▸ **GIVEN PASSAGE**:

- Born: December 27, 1913 Pittsburgh, Pennsylvania, United States
- Died: November 9, 1986 (aged 72) Chicago, Illinois, United States
- Education: Carnegie Institute of Technology; Chelsea Polytechnic; Sorbonne University; Armour Institute of Technology;
- Occupations: Architect, academic, art curator
- Notable work: Ben Rose House

= A. James Speyer =

American art curator, architect, and academic

Abraham James Speyer (December 27, 1913– November 9, 1986) was an American art curator and architect, who was considered one of the leading experts on American and European contemporary art in the United States. As an architect he is remembered for his modernist house designs. The best known of these is the Ben Rose House in Highland Park, Illinois, which featured in the 1986 film Ferris Bueller's Day Off. He also taught architecture at the Illinois Institute of Technology and the University of Athens.

==Life and career==

Speyer was born in Pittsburgh on December 27, 1913, the fist child of Tillie (née Sunstein) and Alexander Crail Speyer, a private investor. He was educated at home until about the age of 12. He graduated with a bachelor's degree in architecture from the Carnegie Institute of Technology in 1934. Attracted to the International Style, during the next three years he studied at Chelsea Polytechnic in London and the Sorbonne University in Paris. In 1939, he obtained a master's degree from the Armour Institute of Technology as the first graduate student of Mies van der Rohe, whom he was so eager to study under that in the fall of the previous year he tracked down the newly-arrived émigré from Nazi Germany at the Stevens Hotel in Chicago.

In 1941, Speyer was drafted into the United States Army. In the South Pacific, he was in charge of a chemical warfare intelligence unit, which later became part of the Monuments, Fine Arts, and Archives program (the so-called "Monuments Men"). He was promoted to the rank of major in April 1945.

After returning to Chicago in 1946, Speyer embarked on an architectural career, which was focussed mainly on residential projects. He was offered teaching work at the Illinois (formerly, Armour) Institute of Technology later that year, and for the next decade combined this with his architectal work. He was made an associate professor in 1952. In 1957, through the Fulbright Program, he moved to the University of Athens in Greece.

Having been a regular correspondent for Artnews since 1955, in 1961 he accepted an appointment as Curator of Contemporary Art at the Art Institute of Chicago. In 1984, he was elected a trustee of the Hirshhorn Museum and Sculpture Garden in Washington, D.C..

Speyer died on November 9, 1986 at the Bernard A. Mitchell Hospital in Chicago. During the preceding nine years he had undergone numerous rounds of chemotherapy to combat lymphoma.

[Stored records]

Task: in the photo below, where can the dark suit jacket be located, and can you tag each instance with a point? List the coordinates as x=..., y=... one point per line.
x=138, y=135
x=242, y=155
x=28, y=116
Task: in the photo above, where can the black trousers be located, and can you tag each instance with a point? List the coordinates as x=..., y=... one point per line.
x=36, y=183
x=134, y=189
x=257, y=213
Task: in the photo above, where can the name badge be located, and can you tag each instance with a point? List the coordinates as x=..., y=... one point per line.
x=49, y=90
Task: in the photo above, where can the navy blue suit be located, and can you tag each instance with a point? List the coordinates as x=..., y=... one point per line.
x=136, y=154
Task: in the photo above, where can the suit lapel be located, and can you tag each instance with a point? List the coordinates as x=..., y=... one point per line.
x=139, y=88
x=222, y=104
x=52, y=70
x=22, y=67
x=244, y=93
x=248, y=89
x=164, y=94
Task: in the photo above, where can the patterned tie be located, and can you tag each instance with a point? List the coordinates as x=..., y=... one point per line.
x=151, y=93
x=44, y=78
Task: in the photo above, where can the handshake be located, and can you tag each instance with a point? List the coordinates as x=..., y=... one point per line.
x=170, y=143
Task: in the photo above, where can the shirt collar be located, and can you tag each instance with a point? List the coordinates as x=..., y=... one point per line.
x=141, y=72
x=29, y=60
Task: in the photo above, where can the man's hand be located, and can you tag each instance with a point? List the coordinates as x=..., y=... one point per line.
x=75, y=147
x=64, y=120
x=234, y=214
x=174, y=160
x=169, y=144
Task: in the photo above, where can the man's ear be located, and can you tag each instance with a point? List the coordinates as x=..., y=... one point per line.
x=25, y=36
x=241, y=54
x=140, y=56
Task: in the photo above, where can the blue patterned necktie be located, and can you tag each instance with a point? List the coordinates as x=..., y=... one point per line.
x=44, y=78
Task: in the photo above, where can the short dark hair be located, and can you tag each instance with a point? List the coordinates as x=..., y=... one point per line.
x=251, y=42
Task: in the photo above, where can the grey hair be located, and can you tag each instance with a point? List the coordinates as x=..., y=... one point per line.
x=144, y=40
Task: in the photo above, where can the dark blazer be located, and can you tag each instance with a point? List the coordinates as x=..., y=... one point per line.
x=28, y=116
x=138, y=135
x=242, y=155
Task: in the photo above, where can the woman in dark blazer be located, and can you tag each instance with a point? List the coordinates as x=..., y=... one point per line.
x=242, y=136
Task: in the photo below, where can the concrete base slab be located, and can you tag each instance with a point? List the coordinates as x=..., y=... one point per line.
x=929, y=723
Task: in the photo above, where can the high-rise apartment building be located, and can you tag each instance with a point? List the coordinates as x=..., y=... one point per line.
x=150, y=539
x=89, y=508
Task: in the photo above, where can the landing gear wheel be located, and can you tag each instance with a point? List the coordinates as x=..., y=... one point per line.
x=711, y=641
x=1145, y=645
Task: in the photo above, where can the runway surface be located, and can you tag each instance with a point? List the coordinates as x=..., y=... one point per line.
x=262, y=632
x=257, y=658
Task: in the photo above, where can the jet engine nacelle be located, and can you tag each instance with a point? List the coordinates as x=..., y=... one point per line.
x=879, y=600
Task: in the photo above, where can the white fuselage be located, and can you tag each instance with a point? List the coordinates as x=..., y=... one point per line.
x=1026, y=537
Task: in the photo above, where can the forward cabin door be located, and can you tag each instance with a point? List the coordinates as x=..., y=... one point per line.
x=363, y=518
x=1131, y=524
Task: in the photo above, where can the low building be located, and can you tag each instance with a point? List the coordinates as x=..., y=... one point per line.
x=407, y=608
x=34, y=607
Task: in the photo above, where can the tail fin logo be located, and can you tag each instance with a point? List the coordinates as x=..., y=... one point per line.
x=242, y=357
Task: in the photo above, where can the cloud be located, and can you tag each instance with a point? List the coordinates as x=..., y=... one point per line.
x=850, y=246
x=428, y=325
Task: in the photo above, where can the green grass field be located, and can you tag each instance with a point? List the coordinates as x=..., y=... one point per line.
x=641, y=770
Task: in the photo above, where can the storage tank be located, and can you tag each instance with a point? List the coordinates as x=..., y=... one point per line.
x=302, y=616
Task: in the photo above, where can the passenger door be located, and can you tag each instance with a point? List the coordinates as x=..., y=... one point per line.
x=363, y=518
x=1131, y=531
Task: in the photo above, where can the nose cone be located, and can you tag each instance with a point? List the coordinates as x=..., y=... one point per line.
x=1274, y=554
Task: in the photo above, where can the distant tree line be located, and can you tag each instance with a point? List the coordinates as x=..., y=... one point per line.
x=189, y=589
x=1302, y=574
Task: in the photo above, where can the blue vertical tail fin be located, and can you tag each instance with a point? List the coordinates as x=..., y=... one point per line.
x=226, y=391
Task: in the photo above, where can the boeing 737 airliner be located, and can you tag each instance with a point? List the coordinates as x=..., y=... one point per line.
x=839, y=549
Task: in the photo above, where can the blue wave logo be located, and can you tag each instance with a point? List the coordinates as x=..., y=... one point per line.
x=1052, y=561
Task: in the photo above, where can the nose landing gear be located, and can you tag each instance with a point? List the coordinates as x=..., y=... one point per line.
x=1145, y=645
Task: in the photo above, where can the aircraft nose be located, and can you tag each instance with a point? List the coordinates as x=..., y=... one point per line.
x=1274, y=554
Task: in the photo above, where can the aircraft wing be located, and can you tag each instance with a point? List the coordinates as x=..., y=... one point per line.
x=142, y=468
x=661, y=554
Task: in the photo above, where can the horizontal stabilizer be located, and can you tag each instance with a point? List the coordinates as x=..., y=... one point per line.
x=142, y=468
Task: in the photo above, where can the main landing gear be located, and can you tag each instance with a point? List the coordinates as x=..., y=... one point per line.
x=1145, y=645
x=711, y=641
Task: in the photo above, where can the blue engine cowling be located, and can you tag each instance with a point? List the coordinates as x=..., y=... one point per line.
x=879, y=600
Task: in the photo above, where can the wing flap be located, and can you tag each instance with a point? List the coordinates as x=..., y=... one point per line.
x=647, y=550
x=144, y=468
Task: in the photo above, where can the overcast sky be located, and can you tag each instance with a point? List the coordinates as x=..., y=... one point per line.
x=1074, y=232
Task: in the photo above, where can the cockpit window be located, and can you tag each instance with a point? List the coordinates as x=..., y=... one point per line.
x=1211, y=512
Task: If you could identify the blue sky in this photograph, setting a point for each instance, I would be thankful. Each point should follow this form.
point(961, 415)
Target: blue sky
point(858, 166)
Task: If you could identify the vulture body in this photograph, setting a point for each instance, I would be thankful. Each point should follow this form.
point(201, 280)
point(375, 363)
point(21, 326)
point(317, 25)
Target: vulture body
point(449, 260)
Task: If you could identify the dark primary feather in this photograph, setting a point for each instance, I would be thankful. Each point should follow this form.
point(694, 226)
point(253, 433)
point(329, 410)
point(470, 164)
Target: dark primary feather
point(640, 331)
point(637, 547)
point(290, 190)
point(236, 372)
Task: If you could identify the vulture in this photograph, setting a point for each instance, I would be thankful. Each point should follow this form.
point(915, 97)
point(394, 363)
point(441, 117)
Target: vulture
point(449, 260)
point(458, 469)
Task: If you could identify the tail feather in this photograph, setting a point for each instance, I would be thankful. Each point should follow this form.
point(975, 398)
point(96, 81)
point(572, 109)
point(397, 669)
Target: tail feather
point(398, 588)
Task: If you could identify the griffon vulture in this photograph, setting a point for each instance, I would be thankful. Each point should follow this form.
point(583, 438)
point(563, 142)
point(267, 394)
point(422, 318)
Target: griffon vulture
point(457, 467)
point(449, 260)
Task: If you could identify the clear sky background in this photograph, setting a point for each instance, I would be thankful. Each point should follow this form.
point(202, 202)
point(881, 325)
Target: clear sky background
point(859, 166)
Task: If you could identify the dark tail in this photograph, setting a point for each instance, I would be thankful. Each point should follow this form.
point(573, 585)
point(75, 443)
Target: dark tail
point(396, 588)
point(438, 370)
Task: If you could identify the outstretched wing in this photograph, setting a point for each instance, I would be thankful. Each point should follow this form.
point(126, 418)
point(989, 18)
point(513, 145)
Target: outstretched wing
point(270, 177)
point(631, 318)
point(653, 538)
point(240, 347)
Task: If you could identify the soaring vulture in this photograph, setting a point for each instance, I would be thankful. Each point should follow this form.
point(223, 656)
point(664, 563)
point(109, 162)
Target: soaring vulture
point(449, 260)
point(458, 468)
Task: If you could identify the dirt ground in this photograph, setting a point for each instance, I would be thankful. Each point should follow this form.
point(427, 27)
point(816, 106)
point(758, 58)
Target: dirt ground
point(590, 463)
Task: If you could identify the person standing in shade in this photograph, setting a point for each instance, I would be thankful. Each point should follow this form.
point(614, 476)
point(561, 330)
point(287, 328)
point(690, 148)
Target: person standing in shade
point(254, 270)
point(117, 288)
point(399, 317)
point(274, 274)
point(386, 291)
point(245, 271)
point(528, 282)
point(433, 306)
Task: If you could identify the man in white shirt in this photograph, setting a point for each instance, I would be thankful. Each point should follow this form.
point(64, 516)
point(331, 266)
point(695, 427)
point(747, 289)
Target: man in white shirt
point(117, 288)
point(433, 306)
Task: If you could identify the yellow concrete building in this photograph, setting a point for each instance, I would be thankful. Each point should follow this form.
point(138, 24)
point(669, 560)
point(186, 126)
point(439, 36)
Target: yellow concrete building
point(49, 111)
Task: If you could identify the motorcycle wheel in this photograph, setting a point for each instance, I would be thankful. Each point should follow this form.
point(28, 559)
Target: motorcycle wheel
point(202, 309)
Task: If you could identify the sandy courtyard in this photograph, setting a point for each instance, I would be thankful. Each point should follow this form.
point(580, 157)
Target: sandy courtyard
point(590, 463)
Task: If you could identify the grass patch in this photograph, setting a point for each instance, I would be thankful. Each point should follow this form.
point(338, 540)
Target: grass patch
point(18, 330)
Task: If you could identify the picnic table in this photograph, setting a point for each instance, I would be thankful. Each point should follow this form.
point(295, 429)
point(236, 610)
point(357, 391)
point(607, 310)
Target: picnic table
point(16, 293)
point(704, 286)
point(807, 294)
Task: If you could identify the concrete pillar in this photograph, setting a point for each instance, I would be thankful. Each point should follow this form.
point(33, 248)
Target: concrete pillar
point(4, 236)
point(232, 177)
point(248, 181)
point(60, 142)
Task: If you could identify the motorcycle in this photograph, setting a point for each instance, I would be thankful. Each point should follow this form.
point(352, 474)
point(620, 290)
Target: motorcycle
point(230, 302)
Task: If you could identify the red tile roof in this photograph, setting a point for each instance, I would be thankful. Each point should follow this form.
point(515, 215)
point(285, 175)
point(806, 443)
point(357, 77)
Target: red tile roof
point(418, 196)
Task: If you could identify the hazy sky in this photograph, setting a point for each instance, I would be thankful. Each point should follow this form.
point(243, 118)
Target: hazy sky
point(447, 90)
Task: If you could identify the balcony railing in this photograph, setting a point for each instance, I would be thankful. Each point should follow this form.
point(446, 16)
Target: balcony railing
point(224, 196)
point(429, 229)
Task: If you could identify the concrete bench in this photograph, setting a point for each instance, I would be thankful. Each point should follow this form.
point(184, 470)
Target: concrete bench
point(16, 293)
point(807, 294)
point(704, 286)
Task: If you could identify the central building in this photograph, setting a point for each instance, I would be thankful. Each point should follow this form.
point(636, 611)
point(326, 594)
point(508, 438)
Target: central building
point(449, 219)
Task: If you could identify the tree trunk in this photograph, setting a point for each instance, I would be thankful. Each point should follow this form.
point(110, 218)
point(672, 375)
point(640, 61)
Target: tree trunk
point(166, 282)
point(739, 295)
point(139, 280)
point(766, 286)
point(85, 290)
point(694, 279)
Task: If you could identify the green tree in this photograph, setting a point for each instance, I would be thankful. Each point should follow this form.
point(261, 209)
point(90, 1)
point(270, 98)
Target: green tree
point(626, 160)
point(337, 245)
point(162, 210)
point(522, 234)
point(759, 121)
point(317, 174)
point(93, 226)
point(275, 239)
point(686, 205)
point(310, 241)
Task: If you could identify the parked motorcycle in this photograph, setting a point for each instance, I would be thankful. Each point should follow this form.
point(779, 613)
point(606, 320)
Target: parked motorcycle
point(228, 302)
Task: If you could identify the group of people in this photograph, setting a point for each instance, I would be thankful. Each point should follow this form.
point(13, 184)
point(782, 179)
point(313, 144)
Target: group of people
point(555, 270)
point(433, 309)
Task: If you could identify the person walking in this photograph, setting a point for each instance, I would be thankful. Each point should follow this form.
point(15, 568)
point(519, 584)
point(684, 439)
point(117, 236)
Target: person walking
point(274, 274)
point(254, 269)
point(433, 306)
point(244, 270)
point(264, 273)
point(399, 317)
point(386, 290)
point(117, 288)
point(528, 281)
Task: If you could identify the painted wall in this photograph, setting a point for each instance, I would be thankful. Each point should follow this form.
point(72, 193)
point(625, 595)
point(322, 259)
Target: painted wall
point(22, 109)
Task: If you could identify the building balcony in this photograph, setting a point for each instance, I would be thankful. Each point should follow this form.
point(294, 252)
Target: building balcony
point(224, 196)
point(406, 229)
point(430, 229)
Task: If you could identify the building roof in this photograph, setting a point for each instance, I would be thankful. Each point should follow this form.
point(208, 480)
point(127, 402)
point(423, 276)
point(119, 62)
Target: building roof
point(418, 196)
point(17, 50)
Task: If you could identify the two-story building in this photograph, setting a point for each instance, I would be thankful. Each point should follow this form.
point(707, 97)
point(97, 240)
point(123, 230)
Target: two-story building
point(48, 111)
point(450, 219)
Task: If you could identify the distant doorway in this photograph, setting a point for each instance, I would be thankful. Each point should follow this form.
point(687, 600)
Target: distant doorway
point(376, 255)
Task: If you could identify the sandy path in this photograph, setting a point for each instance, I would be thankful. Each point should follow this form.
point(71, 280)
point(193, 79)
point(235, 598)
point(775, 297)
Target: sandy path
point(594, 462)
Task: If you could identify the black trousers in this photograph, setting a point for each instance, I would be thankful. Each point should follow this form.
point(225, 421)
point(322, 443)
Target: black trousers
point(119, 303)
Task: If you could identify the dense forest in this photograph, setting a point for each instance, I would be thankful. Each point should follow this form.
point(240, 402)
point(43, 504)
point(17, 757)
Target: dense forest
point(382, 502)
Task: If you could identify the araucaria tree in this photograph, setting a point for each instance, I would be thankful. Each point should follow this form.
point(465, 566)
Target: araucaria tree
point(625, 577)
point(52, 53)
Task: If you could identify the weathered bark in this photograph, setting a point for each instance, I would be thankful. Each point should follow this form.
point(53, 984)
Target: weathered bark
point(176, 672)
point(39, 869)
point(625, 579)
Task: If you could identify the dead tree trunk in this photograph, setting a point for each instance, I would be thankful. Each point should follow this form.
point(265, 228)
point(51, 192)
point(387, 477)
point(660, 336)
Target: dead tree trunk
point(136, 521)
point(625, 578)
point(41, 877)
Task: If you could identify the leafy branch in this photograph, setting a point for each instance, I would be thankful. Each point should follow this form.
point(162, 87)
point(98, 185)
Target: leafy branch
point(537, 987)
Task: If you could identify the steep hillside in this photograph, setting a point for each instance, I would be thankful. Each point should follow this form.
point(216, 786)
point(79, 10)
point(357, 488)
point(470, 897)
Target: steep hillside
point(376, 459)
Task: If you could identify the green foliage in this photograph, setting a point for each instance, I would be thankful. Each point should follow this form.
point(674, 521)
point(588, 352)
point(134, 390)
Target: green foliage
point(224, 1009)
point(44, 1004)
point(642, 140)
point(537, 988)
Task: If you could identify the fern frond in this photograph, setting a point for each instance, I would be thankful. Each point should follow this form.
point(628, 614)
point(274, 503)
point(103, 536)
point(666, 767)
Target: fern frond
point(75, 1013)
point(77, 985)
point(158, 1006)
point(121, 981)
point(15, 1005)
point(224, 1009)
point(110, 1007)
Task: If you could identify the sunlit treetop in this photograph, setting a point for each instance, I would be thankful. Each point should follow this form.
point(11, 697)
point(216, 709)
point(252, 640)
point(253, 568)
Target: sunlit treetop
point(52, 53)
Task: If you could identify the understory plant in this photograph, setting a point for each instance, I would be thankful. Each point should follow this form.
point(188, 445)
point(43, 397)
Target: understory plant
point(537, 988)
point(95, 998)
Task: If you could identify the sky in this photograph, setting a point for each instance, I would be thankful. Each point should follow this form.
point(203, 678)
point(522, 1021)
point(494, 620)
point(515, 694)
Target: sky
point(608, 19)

▸ **WHAT YOU WILL DO**:
a: According to the biography, in what year did Speyer become Curator of Contemporary Art at the Art Institute of Chicago?
b: Update the biography from "Abraham James Speyer" to "University of Athens." so that "modern" stands in place of "modernist", and give that stretch in full.

▸ **ANSWERS**:
a: 1961

b:
Abraham James Speyer (December 27, 1913– November 9, 1986) was an American art curator and architect, who was considered one of the leading experts on American and European contemporary art in the United States. As an architect he is remembered for his modern house designs. The best known of these is the Ben Rose House in Highland Park, Illinois, which featured in the 1986 film Ferris Bueller's Day Off. He also taught architecture at the Illinois Institute of Technology and the University of Athens.